--- begin SUPPLIED MATERIAL ---

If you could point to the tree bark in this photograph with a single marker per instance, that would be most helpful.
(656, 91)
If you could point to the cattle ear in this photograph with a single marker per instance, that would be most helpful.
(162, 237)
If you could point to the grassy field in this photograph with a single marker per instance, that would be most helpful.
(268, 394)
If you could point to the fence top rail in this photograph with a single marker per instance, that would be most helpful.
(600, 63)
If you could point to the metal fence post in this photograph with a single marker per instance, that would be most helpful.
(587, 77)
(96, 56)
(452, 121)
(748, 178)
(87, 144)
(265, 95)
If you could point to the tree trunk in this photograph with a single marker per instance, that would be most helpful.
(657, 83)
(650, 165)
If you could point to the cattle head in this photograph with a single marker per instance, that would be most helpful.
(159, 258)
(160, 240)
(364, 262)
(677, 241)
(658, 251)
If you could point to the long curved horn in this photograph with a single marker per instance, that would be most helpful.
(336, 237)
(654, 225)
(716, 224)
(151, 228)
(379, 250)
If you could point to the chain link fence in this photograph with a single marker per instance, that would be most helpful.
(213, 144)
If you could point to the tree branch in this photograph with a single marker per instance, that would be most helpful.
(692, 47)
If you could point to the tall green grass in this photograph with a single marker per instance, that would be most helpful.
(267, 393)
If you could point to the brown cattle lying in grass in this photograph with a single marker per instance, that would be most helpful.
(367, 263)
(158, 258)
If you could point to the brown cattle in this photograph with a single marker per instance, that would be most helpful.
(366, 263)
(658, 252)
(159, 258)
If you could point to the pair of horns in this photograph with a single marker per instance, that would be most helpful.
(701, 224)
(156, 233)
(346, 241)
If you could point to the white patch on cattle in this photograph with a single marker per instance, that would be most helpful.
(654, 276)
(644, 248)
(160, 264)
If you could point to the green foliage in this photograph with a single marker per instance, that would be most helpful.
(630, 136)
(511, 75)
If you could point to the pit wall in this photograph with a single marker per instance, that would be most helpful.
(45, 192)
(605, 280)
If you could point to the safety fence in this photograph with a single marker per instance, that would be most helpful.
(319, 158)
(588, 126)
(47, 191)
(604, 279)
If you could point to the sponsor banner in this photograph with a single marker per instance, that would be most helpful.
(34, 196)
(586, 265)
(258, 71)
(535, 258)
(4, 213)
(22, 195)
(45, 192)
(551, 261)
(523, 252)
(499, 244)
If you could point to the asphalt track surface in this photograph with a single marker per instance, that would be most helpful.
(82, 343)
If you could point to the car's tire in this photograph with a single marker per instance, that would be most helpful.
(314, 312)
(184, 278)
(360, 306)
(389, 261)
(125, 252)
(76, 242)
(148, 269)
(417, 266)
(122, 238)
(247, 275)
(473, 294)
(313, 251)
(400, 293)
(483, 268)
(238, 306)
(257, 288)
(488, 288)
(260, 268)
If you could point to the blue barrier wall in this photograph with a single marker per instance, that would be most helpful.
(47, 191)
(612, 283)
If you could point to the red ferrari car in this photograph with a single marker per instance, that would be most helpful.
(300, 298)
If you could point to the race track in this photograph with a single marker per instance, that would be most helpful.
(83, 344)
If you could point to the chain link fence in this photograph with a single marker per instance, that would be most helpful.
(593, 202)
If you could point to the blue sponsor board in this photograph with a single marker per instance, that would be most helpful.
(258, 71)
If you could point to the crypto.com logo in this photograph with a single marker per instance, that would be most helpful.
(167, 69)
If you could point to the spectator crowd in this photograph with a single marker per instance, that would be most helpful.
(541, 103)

--- end SUPPLIED MATERIAL ---

Every entry needs to be retyped exactly.

ANSWER TO THIS PROBLEM:
If you could point to the tree bark in this photograph with a single marker per instance, that would be most helpful.
(656, 91)
If you could point to the cattle ear in this photograph with a single marker per instance, that would be most helpful.
(162, 237)
If you could point to the grassy field in this photograph with a single marker per instance, that would be most helpful.
(268, 394)
If you could point to the fence top rail in this photograph with a single marker per instance, that would be most helpful.
(600, 63)
If you could point to the metal fence post in this photograph with a single marker per instance, that would be most helpful.
(587, 77)
(96, 56)
(452, 121)
(748, 178)
(87, 144)
(265, 95)
If you could point to the tree trunk in this photograph with a single marker per instance, that would be most helpful.
(657, 83)
(650, 165)
If you could point to the cattle head in this photograph with a single marker per instance, that would be most helpful.
(159, 258)
(160, 240)
(364, 262)
(677, 241)
(658, 251)
If you could point to the long curved horn in this photograph with a single marker per instance, that would be most helpful.
(336, 237)
(654, 225)
(716, 224)
(151, 228)
(379, 250)
If you could point to the chain link fence in this photograph with a single marker per instance, that would be most helpful.
(213, 144)
If you could point to the tree branch in this photograph with a single marker per instance, that would be most helpful.
(692, 47)
If you could point to the tall green grass in this photograph with a single marker per instance, that would be most helpful.
(267, 393)
If you could point to the brown cattle lying in grass in this photograph with a single marker per instance, that would be most helpful.
(367, 263)
(158, 258)
If you could point to the brown cattle in this photograph with a single marker per instance, that would be most helpful.
(366, 263)
(658, 252)
(159, 258)
If you could point to the pair of horns in this photograph with a single marker per instance, that would be most helpful.
(701, 224)
(156, 233)
(346, 241)
If you could point to the white patch on cattle in this photograph with a single marker per instance, that would be most helpful.
(654, 276)
(644, 248)
(160, 264)
If you could point to the green foliage in this photograph with a single marker per instance, that would be most helpful.
(630, 136)
(511, 75)
If you could point to the pit wall in this photograph with a single marker per instance, that would be most helpful.
(45, 192)
(605, 280)
If you could point to the safety fence in this photograph with a single marker per instance, that would be most helpful.
(319, 158)
(588, 126)
(47, 191)
(604, 279)
If you could point to the sponsor banner in this photograph with a single marker per instance, that would be most helpful.
(34, 196)
(586, 265)
(258, 71)
(535, 258)
(4, 213)
(22, 195)
(45, 192)
(551, 261)
(523, 252)
(499, 244)
If you could point to the asphalt track surface in this photograph with a single marker per instance, that would be most helpful.
(82, 343)
If you could point to the car's tire in this photograph with a single marker per instance, that would be most helpful.
(314, 312)
(184, 278)
(360, 306)
(389, 261)
(125, 252)
(76, 242)
(148, 269)
(417, 266)
(122, 238)
(247, 275)
(473, 294)
(313, 251)
(400, 293)
(483, 268)
(238, 306)
(257, 288)
(488, 288)
(260, 268)
If you could point to the blue barrier wall in this photograph with a single marker per instance, that would be most helpful.
(47, 191)
(612, 283)
If you could point to the red ferrari car in this photograph with a single marker per instance, that would be most helpful.
(300, 298)
If you could point to the race track in this photograph with a single marker per instance, that would be most helpful.
(83, 344)
If you could point to the chain link fence in this photograph with a single marker per instance, that would be most helpful.
(593, 202)
If you could point to the blue sponsor board in this photograph with a single marker per instance, that would be most helpful.
(258, 71)
If you could point to the crypto.com logo in this photograph with a single marker per instance, that would be most helpful.
(167, 69)
If you could point to the spectator crowd in this photograph with a single marker per instance, that would be most helpful.
(541, 103)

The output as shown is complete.